- **Work to complete**
Convert the stretch of the listing from the line containing "Question. In the picture above, identify the tree" through the line containing "[(883, 238)]" into a numbered list, omitting blank lines. Include only those lines.

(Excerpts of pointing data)

————

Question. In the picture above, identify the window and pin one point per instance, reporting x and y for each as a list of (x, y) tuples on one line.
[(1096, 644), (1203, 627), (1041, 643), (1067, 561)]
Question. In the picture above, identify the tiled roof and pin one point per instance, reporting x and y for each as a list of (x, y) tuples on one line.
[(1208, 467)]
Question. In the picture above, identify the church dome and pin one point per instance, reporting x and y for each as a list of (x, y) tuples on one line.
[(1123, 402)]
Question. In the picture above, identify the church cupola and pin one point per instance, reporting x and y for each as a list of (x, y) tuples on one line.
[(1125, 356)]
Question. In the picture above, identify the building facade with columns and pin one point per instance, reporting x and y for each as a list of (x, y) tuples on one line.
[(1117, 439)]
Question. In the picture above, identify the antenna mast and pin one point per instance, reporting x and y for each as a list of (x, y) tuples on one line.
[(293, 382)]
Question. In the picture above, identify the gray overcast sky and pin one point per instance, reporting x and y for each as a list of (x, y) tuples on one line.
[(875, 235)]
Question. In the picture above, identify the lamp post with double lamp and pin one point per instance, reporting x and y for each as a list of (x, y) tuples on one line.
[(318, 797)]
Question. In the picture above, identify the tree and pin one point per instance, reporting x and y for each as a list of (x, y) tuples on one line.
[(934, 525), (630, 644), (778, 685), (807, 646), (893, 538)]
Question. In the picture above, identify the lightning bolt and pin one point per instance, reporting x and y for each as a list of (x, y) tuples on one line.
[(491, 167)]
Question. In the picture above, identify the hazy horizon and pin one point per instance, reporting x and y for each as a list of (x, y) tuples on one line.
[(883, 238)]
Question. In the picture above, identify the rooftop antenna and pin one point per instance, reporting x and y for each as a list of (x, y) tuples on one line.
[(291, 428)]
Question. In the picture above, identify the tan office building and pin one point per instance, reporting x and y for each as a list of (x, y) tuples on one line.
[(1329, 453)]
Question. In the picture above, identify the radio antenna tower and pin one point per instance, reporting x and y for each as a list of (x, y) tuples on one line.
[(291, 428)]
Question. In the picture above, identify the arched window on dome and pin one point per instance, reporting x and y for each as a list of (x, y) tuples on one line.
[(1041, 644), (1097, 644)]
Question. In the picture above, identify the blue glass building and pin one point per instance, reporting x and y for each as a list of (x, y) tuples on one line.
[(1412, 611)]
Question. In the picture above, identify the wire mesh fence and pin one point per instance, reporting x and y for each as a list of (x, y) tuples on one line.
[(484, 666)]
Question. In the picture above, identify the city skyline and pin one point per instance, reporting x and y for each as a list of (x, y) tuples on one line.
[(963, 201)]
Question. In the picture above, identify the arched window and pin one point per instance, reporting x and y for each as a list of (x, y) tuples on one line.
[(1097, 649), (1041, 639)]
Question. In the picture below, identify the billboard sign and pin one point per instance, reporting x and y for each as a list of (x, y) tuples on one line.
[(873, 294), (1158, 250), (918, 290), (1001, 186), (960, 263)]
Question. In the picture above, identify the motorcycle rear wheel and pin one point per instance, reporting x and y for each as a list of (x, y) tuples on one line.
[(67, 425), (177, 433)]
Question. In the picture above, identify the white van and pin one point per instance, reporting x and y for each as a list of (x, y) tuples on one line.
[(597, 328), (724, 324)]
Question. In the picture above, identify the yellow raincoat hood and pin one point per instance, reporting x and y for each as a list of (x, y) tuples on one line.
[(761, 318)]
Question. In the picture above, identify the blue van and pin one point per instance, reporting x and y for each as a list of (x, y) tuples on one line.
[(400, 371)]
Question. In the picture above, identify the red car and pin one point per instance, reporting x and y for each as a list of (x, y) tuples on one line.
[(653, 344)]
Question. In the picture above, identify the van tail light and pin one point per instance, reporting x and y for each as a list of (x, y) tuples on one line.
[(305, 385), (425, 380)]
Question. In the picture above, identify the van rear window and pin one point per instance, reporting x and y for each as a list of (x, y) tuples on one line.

————

- **Result of this exercise**
1. Question. In the picture above, identify the tree and pin one point per instance, reporting x and y for each as a list of (x, y) tuples on one line.
2. [(934, 525), (630, 644), (778, 685), (807, 646), (893, 538)]
3. Question. In the picture above, identify the lightning bolt and pin one point per instance, reporting x and y for each as a list of (x, y) tuples on one line.
4. [(491, 167)]
5. Question. In the picture above, identify the hazy horizon and pin one point per instance, reporting x and y for each as a list of (x, y) tuples on one line.
6. [(883, 238)]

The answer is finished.